Supplied text:
Short Term Tasks
Empowering Small Minnesota Communities’ Short-Term Tasks: Time-Limited, Discrete Projects that Strengthen the Projects’ Funding Proposals.
The Short-Term Tasks pathway is an opportunity for communities to request a time-limited, discrete task related to infrastructure. These tasks should further the community’s ability to apply for and secure needed investments.
Complete this form to express your interest in undertaking a short-term project
This pathway is nimble and anticipates a project scope of work that will take no more than 10 hours of time for a graduate student research assistant at the University of Minnesota to accomplish. Given its short duration, projects proposed for Short-Term Tasks do not go through the same vetting and selection process as longer-term project ideas (Specific Project) or deep community-engaged design thinking initiatives (Community Strategies). We see this pathway as providing needed support to communities for strategic pieces of work and products that allow them to make a stronger case for their request for infrastructure funding.

What you will do:
**1.** List every pathway named in the Short-Term Tasks page.
**2.** Write a continuation of the Short-Term Tasks page that begins after its final sentence.

Supplied records:
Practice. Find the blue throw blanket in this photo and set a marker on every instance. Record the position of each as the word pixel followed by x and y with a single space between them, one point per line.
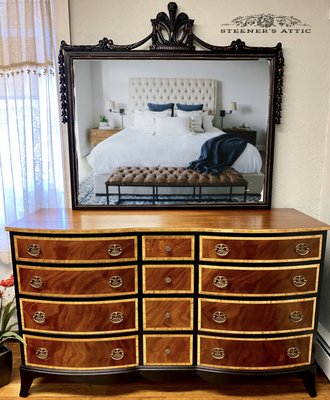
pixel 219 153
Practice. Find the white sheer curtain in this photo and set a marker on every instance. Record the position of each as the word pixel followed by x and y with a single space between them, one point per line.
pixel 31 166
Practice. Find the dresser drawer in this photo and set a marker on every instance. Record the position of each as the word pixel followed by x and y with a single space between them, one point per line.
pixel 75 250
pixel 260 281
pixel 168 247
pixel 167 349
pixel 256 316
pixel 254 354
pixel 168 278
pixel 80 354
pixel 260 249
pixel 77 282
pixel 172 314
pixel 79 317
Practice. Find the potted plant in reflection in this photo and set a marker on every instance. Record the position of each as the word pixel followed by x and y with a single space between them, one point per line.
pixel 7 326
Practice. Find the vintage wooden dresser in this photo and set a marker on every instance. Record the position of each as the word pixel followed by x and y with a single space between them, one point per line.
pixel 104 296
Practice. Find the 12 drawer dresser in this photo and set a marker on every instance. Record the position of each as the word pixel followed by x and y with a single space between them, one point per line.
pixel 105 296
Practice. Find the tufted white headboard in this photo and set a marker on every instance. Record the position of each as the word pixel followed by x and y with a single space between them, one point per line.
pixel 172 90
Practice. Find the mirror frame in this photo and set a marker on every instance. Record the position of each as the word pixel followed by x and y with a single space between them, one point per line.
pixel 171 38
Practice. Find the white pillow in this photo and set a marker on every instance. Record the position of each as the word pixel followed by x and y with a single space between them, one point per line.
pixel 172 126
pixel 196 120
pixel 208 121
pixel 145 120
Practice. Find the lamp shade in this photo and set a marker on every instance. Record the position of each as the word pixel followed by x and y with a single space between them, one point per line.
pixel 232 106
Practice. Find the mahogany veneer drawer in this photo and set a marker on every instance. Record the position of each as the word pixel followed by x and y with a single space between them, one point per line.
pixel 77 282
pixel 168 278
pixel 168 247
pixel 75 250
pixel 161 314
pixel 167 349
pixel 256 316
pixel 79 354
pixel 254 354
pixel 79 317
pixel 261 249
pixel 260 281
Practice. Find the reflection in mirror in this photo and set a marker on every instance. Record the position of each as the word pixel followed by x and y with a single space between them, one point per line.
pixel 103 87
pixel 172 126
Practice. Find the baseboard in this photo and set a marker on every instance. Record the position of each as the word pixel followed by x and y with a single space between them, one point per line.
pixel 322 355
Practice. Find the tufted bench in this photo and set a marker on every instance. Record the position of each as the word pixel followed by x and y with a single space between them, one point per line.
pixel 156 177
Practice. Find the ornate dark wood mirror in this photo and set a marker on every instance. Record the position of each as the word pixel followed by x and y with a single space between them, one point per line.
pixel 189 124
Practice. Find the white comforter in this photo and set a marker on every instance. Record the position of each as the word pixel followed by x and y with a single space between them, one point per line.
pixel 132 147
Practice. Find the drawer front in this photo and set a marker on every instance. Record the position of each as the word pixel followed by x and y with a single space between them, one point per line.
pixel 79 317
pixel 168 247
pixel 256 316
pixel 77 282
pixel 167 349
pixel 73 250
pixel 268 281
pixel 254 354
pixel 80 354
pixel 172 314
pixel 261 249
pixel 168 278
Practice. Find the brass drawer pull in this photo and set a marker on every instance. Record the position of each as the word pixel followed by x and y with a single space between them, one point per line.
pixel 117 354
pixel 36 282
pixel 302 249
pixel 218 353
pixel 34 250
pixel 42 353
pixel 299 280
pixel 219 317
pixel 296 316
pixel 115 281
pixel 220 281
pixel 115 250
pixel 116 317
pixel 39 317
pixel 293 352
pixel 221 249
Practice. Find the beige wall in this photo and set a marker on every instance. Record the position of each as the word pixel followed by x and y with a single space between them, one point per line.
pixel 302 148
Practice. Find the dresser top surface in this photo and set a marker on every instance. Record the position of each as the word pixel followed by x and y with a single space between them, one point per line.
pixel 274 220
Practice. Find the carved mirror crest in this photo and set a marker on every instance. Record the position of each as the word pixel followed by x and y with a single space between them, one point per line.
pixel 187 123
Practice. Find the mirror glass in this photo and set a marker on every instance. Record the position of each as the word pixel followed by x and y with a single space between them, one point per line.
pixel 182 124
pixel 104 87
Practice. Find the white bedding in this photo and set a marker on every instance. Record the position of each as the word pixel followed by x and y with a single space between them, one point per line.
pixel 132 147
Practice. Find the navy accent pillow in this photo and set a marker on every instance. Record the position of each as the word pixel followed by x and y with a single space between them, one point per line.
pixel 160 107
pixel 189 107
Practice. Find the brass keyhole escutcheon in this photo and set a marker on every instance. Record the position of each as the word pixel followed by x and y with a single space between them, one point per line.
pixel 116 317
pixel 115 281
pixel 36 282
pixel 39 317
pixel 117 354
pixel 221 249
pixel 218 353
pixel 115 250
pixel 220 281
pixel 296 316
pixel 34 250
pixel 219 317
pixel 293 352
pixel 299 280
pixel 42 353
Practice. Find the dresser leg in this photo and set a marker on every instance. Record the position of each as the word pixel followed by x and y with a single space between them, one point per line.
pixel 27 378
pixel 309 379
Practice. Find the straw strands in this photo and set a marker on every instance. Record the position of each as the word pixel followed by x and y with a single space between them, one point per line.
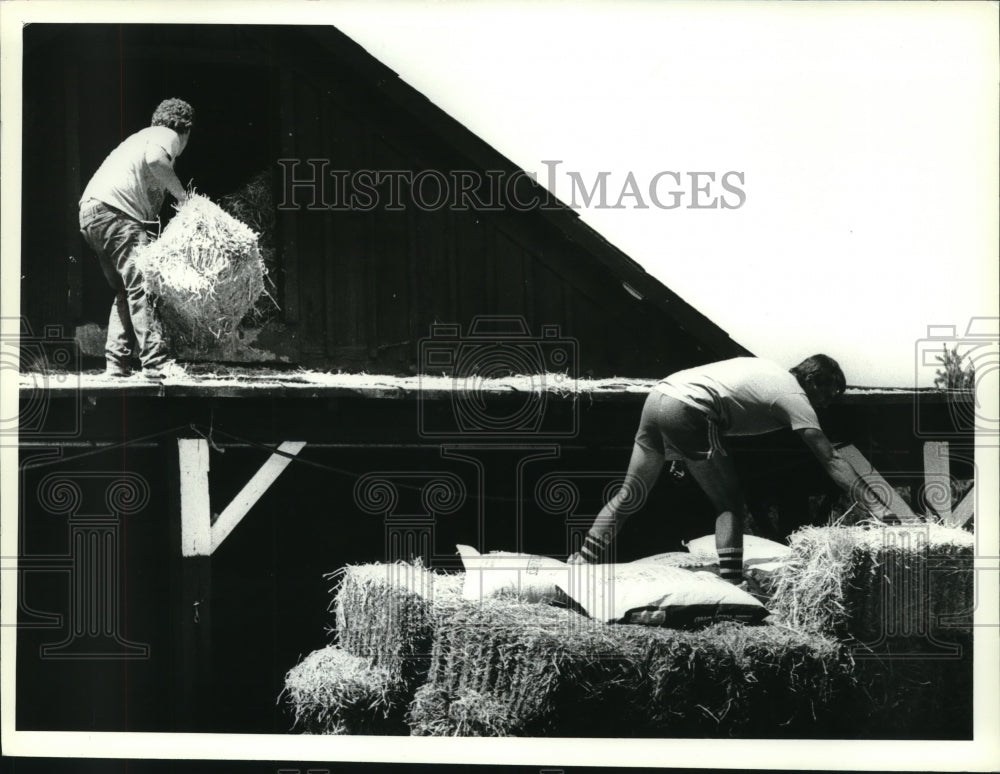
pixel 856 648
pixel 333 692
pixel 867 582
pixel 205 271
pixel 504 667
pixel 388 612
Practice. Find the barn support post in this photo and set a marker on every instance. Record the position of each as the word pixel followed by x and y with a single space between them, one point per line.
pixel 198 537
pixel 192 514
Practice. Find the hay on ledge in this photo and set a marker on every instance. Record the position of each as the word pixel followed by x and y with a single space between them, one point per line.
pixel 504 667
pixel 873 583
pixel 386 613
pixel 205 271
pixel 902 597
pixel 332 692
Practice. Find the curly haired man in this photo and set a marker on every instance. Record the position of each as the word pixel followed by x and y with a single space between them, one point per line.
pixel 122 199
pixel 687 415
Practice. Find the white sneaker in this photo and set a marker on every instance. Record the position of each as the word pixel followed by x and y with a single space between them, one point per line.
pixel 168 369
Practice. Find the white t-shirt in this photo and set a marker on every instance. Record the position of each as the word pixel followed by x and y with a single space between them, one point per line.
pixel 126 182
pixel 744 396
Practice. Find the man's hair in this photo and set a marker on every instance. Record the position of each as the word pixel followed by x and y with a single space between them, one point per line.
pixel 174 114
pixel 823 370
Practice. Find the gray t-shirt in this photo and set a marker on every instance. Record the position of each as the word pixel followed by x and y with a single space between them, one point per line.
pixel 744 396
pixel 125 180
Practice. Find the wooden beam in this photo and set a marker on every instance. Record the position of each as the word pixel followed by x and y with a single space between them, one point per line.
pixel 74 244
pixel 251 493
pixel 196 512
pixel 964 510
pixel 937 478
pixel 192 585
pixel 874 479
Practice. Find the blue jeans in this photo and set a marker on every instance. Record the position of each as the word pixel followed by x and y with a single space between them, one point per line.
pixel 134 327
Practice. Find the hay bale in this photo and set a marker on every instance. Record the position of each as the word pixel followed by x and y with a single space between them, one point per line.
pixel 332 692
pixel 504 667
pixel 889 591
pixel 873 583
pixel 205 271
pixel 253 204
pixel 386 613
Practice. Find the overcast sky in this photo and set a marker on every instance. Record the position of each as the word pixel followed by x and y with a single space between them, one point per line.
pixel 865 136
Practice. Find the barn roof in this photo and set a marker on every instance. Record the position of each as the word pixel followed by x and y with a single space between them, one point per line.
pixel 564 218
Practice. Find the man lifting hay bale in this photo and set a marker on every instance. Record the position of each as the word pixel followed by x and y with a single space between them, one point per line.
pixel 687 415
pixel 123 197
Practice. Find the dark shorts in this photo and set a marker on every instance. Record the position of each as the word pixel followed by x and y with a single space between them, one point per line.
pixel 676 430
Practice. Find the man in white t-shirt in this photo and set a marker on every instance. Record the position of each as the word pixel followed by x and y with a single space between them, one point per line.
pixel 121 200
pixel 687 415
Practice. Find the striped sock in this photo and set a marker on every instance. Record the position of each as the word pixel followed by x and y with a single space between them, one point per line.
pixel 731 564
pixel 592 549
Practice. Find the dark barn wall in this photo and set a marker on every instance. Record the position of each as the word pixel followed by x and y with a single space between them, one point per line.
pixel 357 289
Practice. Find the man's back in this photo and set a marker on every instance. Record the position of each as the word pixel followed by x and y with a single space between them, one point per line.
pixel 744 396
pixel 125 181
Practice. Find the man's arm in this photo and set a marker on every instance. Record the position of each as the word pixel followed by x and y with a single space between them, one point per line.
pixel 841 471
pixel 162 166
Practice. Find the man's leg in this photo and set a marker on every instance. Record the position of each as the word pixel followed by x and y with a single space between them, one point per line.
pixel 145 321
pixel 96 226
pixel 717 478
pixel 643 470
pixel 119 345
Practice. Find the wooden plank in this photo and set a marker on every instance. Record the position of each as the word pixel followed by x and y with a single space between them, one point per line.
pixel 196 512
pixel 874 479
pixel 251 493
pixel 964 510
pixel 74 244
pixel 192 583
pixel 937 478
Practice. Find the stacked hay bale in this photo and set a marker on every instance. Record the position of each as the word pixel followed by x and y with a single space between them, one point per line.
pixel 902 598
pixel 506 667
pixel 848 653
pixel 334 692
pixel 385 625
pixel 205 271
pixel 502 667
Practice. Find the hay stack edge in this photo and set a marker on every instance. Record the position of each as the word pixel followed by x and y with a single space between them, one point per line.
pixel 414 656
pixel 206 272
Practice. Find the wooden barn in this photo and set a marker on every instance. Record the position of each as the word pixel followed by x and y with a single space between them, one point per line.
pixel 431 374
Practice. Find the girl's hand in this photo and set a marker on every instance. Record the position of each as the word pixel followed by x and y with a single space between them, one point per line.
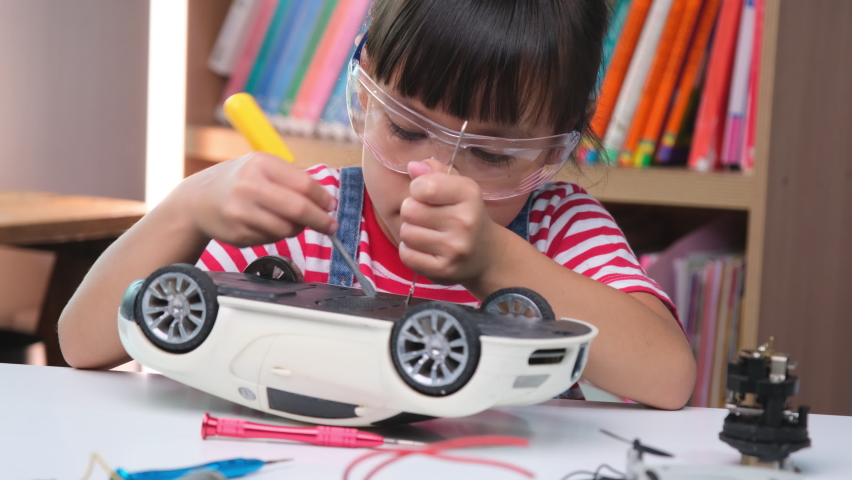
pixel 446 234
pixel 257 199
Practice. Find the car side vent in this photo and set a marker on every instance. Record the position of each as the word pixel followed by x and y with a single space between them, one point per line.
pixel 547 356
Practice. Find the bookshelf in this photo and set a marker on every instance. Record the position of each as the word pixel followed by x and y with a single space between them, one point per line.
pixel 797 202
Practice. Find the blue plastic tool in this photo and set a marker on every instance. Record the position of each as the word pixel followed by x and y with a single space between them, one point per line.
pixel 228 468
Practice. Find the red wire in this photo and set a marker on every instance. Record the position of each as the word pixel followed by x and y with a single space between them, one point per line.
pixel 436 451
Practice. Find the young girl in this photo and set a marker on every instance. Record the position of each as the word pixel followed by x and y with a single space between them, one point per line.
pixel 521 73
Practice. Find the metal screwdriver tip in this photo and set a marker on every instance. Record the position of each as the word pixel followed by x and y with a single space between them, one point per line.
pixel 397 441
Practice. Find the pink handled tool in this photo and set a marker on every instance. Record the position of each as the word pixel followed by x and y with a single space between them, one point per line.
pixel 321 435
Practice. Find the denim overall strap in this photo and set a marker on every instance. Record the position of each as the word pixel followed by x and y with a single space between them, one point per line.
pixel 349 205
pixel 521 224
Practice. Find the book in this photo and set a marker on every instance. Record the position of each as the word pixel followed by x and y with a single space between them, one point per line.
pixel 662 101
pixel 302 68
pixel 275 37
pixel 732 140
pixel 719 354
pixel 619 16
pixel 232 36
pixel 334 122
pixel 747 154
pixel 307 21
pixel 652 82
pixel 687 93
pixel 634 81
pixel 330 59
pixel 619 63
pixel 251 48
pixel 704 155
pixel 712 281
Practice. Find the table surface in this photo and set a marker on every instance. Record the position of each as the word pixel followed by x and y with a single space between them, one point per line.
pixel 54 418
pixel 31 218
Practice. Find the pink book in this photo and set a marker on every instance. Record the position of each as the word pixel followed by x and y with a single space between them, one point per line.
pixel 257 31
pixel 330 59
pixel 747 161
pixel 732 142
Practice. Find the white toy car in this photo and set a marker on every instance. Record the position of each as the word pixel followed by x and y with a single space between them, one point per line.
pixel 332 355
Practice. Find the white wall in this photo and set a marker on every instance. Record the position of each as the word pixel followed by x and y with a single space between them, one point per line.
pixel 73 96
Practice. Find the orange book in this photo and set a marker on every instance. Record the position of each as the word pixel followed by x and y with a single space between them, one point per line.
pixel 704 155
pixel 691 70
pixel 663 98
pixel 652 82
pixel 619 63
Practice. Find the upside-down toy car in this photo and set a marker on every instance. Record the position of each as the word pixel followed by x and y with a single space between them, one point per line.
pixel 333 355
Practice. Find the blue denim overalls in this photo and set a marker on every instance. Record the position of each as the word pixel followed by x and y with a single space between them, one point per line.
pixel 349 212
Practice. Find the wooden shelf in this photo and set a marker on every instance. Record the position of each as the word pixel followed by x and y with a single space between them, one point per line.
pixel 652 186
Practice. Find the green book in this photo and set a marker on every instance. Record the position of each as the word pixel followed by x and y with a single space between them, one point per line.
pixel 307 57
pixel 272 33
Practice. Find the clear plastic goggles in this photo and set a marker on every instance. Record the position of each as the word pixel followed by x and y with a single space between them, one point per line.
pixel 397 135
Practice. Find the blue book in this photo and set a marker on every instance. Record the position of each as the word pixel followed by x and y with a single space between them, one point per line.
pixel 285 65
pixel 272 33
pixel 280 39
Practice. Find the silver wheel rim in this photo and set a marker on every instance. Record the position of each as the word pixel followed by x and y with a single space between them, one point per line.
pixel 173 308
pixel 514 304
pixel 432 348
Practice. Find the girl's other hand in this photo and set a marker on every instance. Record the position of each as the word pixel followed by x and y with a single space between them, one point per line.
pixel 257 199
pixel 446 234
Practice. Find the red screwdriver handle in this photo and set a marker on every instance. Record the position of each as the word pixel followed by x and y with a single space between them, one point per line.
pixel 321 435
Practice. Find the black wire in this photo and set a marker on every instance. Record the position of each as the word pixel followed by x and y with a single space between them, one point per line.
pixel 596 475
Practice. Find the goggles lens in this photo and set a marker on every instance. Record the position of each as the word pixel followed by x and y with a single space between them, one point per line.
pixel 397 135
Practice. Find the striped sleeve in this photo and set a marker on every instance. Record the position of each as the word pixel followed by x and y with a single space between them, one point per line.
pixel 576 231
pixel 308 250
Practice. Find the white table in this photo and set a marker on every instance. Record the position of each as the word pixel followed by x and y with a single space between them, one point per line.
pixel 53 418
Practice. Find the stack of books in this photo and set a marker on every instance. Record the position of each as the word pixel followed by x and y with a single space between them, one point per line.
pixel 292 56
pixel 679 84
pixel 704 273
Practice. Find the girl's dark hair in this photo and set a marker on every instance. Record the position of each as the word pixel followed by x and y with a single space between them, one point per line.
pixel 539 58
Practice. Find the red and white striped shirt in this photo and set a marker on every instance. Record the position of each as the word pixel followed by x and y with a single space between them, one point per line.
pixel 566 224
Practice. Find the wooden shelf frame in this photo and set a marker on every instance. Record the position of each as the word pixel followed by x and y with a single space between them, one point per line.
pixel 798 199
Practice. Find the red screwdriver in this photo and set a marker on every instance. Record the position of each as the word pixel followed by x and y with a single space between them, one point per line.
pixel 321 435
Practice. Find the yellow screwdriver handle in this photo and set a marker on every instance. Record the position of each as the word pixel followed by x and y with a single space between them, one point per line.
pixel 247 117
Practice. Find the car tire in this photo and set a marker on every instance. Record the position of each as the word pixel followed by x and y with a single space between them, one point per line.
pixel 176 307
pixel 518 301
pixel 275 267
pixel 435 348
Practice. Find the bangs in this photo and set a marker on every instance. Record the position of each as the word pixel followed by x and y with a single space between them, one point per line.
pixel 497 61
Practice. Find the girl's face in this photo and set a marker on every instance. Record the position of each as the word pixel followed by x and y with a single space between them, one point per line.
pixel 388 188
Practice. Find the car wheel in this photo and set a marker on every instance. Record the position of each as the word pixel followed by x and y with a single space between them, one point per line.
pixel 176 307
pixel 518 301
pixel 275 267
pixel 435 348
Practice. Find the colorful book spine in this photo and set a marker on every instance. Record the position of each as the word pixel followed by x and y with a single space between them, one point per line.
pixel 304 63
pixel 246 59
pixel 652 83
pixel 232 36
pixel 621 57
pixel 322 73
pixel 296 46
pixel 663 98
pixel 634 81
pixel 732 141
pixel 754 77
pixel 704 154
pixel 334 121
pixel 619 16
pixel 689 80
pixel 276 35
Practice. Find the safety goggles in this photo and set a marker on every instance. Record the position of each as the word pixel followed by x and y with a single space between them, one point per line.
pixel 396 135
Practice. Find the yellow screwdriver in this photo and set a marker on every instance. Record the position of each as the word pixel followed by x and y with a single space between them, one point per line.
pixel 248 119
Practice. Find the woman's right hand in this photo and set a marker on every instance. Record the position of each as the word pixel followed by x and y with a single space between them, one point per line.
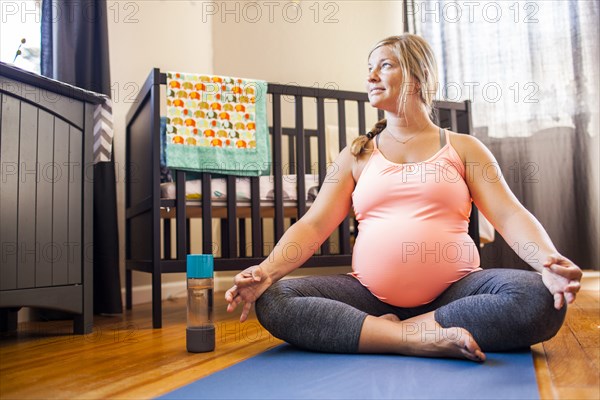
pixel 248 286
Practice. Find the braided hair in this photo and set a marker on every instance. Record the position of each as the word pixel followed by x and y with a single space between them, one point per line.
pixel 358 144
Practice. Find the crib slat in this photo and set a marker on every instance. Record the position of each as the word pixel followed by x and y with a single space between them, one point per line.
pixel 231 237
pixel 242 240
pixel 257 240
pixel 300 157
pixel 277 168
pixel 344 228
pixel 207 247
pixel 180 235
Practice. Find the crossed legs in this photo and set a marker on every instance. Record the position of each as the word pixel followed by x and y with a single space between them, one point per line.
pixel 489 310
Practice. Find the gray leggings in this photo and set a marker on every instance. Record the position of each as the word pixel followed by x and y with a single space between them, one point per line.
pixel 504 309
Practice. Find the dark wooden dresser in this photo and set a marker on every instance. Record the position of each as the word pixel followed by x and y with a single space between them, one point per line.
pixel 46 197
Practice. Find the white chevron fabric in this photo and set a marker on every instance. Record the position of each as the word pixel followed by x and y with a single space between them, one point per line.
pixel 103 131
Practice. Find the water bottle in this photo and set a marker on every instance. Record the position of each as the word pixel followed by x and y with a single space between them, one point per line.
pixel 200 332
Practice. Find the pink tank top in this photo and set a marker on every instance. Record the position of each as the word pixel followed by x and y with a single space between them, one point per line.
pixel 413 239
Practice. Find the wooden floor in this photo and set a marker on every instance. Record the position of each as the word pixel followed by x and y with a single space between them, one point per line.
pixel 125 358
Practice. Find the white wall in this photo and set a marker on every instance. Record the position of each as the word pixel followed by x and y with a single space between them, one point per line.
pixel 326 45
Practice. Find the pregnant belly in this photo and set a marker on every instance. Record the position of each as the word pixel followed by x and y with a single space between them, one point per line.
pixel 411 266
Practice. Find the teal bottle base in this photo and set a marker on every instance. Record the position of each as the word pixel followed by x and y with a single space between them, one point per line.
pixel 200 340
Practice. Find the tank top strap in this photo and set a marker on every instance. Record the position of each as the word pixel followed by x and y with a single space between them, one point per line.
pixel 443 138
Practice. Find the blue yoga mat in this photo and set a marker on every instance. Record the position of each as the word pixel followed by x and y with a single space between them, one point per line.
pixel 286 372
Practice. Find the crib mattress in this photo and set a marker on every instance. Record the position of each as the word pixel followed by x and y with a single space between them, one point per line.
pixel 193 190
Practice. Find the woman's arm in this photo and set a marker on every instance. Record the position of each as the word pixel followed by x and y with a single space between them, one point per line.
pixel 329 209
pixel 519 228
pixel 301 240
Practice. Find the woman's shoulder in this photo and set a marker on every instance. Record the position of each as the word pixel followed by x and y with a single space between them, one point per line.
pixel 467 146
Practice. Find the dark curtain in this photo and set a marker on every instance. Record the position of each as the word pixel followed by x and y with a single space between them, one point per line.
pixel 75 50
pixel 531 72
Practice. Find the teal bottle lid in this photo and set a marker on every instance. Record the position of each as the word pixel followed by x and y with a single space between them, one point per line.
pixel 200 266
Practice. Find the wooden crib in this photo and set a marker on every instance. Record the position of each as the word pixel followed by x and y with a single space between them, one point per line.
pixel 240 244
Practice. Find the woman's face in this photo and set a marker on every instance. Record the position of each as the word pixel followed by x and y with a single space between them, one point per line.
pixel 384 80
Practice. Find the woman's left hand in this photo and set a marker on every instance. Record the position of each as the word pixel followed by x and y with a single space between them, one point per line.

Exercise results:
**1.** Short-Term Tasks, Specific Project, Community Strategies

**2.**
Given the discrete, short-term nature of the work, Short-Term Tasks does not help to identify project funding sources. Instead Short-Term Tasks include creating materials that support and strengthen the community’s project funding efforts.
The scope of work should define a project that can be accomplished by one graduate student working approximately 10 hours over one to four weeks.
Skills and experience for the research assistants supporting the Short-Term Tasks pathway include:
- Geographic Information Systems (GIS)
- Secondary data analysis (e.g., demographic data from U.S. Census Bureau)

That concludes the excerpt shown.